## [Task]
Reproduce every record precisely, leaving no line out.

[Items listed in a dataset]
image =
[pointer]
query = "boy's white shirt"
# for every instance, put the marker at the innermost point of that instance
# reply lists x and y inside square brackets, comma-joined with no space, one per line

## [Completed exercise]
image =
[pointer]
query = "boy's white shirt"
# for every instance, put the marker at the innermost point of that instance
# reply lists x and y inside square brackets, comma-joined with no space, one per line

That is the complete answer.